Ammonium sulfate ((NH₄)₂SO₄) is a nitrogen-and-sulfur-bearing inorganic fertiliser produced industrially by reacting ammonia with sulfuric acid. The pure compound contains 21% nitrogen as ammonium-N and 24% sulfur as sulfate-SO₄. It is a white crystalline solid, highly water-soluble (744 g/L at 20°C), and chemically stable at room temperature with a long shelf life when stored dry.

In Indian agriculture, ammonium sulfate is a workhorse fertiliser for sulfur-demanding crops — oilseeds (groundnut, mustard, soybean), pulses, alliums (onion, garlic), and cole crops (cabbage, cauliflower). Sulfur deficiency now affects an estimated 40% of Indian arable land, particularly intensively cropped rice-wheat systems where decades of high-analysis NPK fertilisers (urea, DAP, MOP) supplied no sulfur at all. Ammonium sulfate addresses both deficiencies simultaneously. The ammonium-N form is also slower-acting than urea — it is held on soil cation-exchange sites and converted by nitrification to nitrate over 2–4 weeks, reducing leaching loss and volatilisation. The sulfate-SO₄ form is the only sulfur form plants take up directly.

In biogas plants, ammonium sulfate appears in two contexts. First, it is the end product of ammonia stripping from liquid digestate — a process where digestate is heated and pH-raised to drive off NH₃ vapour, which is then absorbed in a dilute sulfuric acid scrubber to produce a 30–40% ammonium sulfate solution. This recovery route concentrates the nitrogen value of digestate into a low-volume, high-value liquid fertiliser that justifies long-distance transport (where raw digestate cannot). Second, it appears in flue-gas scrubbers downstream of biogas-fired CHP engines where NOₓ control occasionally produces ammonium sulfate as a co-product. The commercial price in Indian markets is approximately ₹15–25 per kg, against ₹6–8 per kg of urea per kg of N — but the sulfur content and slower release add agronomic value. Caution: ammonium sulfate is acidifying in soil (it releases hydrogen ions during nitrification), so repeated application on already-acidic soils requires lime correction every 3–5 years.
──────
- What to do -
**A)** Answer the following from the ammonium sulfate passage, giving each answer on its own line:
(i) What percentage of nitrogen does the pure compound contain?
(ii) What share of Indian arable land is estimated to be affected by sulfur deficiency?
(iii) How often is lime correction required when the compound is applied repeatedly to already-acidic soils?
**B)** Write a continuation of the ammonium sulfate passage, beginning after its final sentence.

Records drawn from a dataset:
──────
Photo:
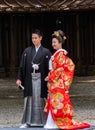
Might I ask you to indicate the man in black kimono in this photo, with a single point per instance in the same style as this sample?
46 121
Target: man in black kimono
32 72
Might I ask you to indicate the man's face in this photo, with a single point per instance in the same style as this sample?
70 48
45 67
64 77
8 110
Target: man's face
36 39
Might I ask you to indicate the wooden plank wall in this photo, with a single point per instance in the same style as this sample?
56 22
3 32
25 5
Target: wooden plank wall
15 36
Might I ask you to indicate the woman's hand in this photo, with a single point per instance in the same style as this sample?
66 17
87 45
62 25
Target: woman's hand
47 79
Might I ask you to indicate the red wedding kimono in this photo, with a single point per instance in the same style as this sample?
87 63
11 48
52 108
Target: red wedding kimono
58 102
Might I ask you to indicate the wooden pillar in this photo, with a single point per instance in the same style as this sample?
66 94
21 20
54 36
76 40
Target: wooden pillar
0 44
78 46
12 48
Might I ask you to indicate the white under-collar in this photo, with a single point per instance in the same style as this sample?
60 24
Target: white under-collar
65 52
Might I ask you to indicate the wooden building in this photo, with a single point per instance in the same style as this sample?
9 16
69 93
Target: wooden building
75 17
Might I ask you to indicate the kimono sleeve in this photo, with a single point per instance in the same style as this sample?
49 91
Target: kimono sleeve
57 70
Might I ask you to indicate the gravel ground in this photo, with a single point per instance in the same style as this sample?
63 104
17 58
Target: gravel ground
82 94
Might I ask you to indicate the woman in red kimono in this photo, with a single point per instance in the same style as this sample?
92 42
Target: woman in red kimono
58 106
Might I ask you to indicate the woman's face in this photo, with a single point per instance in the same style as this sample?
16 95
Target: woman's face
36 39
56 44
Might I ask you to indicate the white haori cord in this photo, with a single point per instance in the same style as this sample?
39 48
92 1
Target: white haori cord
50 124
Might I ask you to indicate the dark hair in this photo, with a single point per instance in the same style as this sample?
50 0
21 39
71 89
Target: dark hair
59 35
37 31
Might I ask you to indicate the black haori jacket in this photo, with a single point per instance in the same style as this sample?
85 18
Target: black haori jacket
25 69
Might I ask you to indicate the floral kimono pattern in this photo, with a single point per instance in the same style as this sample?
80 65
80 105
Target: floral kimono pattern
58 101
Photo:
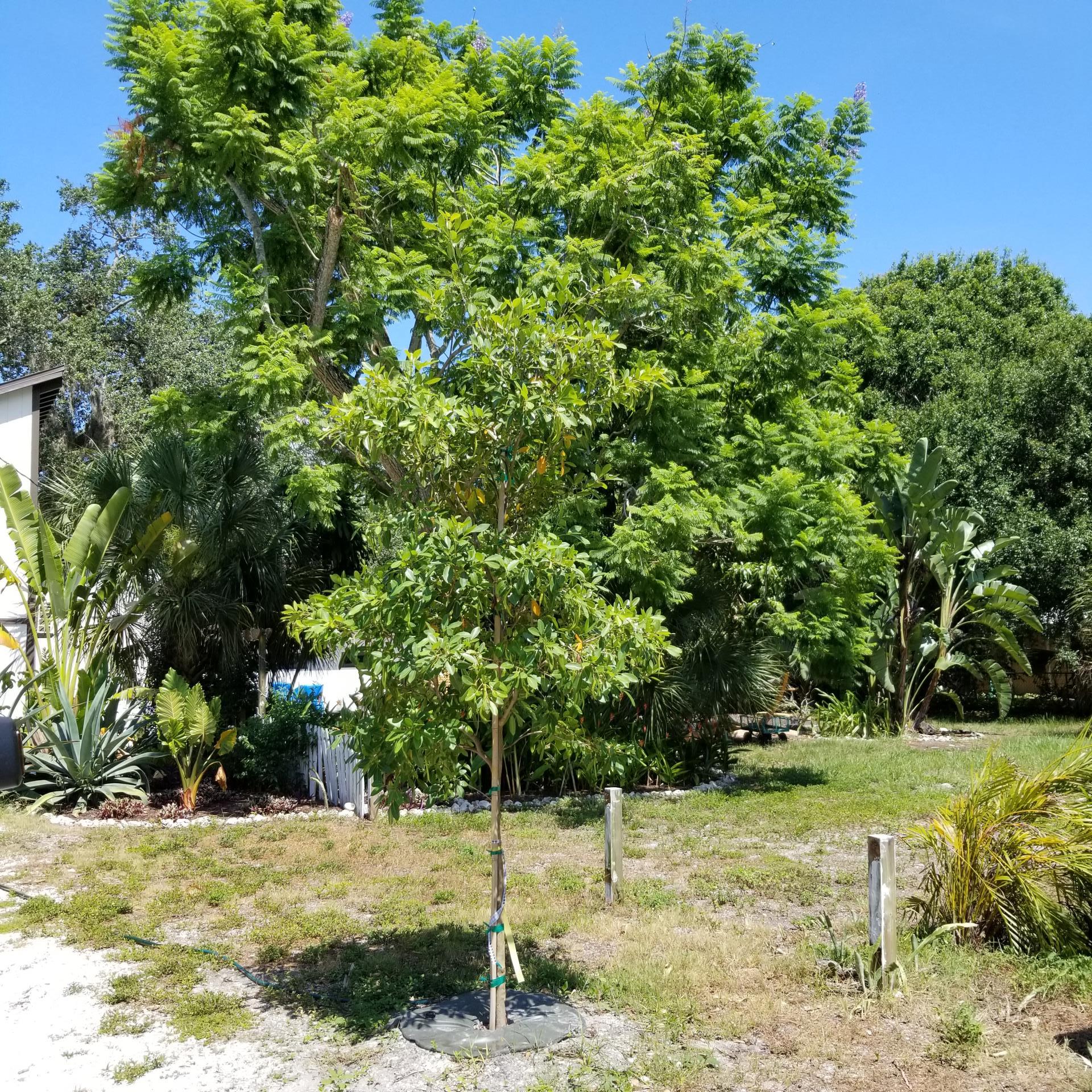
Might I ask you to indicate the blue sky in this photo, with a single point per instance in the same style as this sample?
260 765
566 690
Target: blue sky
983 134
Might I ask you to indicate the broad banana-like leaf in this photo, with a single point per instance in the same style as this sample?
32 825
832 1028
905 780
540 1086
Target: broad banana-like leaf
22 521
76 551
152 534
105 527
52 579
954 698
1002 686
1004 638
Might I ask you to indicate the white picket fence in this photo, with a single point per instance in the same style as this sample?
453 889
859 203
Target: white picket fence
333 764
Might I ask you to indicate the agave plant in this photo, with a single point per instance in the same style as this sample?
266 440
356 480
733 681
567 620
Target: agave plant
97 752
188 730
978 606
1014 855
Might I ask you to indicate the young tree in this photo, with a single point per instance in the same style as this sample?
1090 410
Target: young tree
73 305
474 616
315 175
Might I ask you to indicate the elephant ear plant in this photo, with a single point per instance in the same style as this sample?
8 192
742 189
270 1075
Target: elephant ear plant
98 752
188 726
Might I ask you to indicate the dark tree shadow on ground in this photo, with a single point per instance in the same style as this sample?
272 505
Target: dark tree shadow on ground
1079 1042
580 812
365 983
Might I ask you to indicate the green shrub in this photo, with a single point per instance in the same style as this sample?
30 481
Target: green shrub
188 727
271 751
959 1036
91 751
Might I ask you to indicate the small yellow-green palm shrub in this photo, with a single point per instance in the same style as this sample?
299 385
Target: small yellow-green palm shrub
1014 854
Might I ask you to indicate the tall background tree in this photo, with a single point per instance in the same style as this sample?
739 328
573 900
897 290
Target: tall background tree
72 305
986 356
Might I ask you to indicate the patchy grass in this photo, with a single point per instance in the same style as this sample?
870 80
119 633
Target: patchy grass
729 901
130 1072
959 1036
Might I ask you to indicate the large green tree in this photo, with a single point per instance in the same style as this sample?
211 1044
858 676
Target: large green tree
986 356
72 305
314 173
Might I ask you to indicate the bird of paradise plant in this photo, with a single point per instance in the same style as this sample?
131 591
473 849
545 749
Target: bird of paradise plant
77 594
1014 855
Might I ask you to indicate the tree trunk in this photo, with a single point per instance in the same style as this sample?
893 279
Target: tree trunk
498 1016
923 709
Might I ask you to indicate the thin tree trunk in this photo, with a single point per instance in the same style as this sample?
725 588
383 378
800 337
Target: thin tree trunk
256 230
325 274
903 635
328 375
498 1014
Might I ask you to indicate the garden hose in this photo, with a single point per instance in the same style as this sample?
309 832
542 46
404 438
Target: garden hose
256 979
15 891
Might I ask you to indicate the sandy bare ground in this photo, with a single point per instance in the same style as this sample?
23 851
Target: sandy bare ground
52 1007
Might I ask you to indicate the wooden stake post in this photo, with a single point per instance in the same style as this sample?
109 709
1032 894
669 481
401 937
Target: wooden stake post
882 899
612 846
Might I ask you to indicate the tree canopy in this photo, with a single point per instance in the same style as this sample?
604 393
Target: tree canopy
986 356
72 305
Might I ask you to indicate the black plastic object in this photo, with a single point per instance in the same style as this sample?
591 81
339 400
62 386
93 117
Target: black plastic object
11 755
460 1024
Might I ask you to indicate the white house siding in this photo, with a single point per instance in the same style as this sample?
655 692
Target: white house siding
16 441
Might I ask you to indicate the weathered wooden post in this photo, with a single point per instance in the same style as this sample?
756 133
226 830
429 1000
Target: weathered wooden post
612 846
882 899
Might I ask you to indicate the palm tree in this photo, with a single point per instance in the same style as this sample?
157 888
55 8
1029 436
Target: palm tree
234 557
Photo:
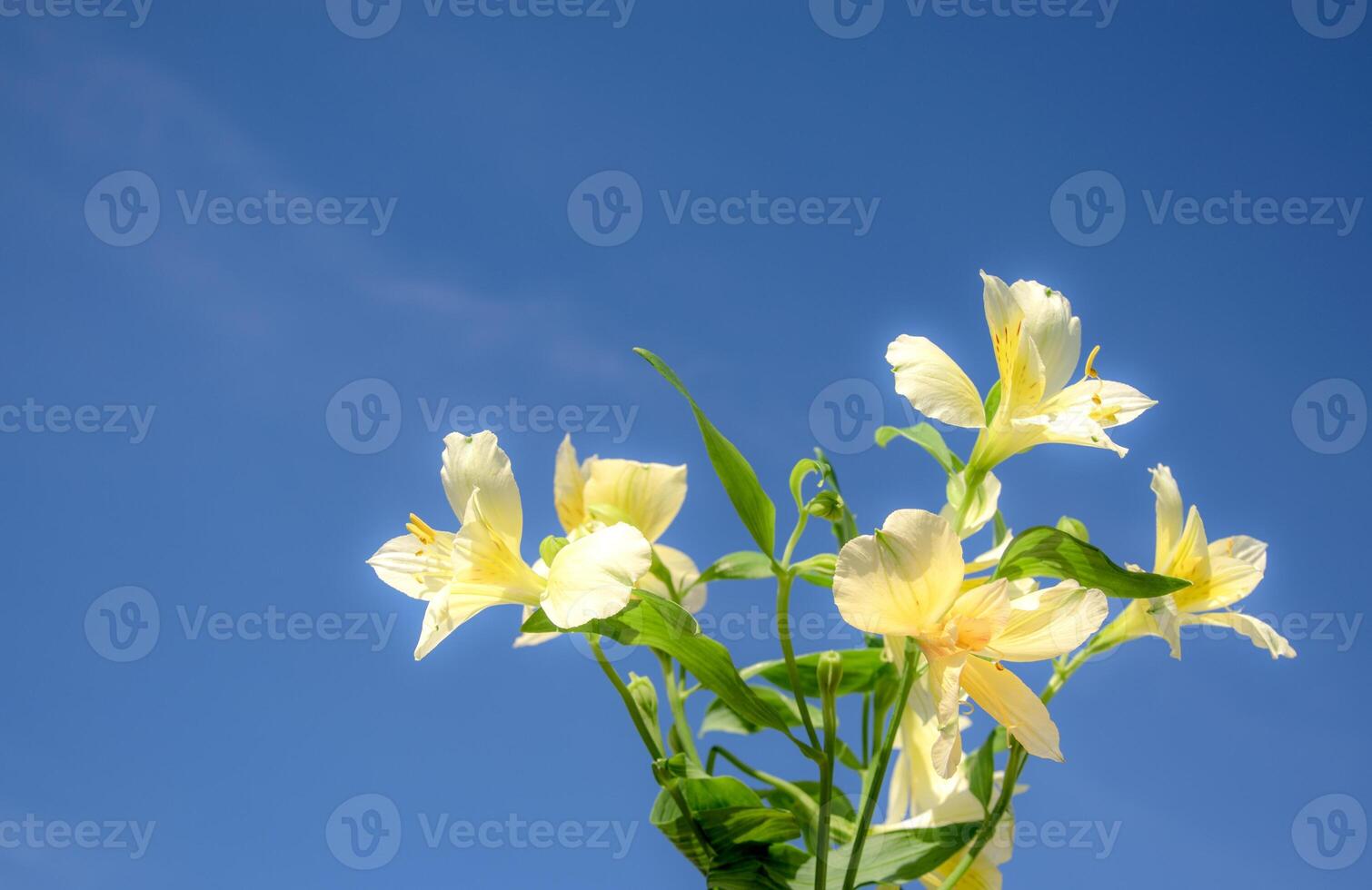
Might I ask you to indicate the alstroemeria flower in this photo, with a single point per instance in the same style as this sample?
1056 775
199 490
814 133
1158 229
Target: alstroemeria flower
──────
- Answers by task -
**A)**
(i) 21%
(ii) About 40%
(iii) Every 3–5 years

**B)**
Common questions about ammonium sulfate

Plain-English answers to what people most often ask.

What is ammonium sulfate used for in farming?
It is used as a nitrogen fertilizer that also supplies sulfur, which is essential for protein synthesis in crops. It is particularly useful on alkaline soils because it slightly acidifies the soil, improving nutrient availability.
Can ammonium sulfate be produced from biogas digestate?
Yes. By stripping ammonia from liquid digestate using air and then absorbing it into sulfuric acid, operators can produce ammonium sulfate solution, which can be sold as a liquid fertilizer or concentrated into crystalline form.